■ PROVIDED RECORDS:
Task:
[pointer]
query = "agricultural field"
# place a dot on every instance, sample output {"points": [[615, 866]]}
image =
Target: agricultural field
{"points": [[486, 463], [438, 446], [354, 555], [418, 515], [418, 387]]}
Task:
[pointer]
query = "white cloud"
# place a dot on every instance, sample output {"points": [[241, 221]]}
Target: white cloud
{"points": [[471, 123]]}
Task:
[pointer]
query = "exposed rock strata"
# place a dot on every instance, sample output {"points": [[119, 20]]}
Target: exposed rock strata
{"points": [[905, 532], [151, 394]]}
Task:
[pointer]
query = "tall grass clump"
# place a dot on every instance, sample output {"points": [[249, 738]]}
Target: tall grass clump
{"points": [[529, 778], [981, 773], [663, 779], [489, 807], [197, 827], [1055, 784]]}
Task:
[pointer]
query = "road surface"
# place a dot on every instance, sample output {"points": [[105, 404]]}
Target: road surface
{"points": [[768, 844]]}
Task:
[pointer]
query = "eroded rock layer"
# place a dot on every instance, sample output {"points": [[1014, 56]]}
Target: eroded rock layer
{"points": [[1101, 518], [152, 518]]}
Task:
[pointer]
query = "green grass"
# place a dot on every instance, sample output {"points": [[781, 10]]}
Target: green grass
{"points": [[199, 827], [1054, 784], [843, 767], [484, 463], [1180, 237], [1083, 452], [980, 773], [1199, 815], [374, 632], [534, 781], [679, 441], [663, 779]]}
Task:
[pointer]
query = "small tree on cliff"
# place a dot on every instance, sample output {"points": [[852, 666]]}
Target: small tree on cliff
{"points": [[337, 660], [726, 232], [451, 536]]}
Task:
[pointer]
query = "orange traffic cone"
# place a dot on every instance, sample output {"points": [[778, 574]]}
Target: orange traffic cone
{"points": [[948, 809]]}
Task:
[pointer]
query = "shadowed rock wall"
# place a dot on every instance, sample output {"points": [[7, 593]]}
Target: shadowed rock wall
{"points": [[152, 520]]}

■ WHAT YOU HAVE TO DO: Whenever a line above contains "instance", copy that line.

■ TASK SOLUTION:
# place a dot on every instance, sample output {"points": [[615, 866]]}
# place a dot on every instance, sample output {"points": [[241, 221]]}
# place a dot on every instance, sample output {"points": [[119, 20]]}
# place a dot on every instance, sample output {"points": [[249, 738]]}
# place a dot on every instance, sample output {"points": [[105, 404]]}
# place a dot on every instance, sample output {"points": [[1014, 56]]}
# place a dot on every instance, sample output {"points": [[781, 10]]}
# place a dot on every instance, sample output {"points": [[852, 666]]}
# place a dot on every instance, sample output {"points": [[778, 574]]}
# place a dot on every instance, sample output {"points": [[7, 593]]}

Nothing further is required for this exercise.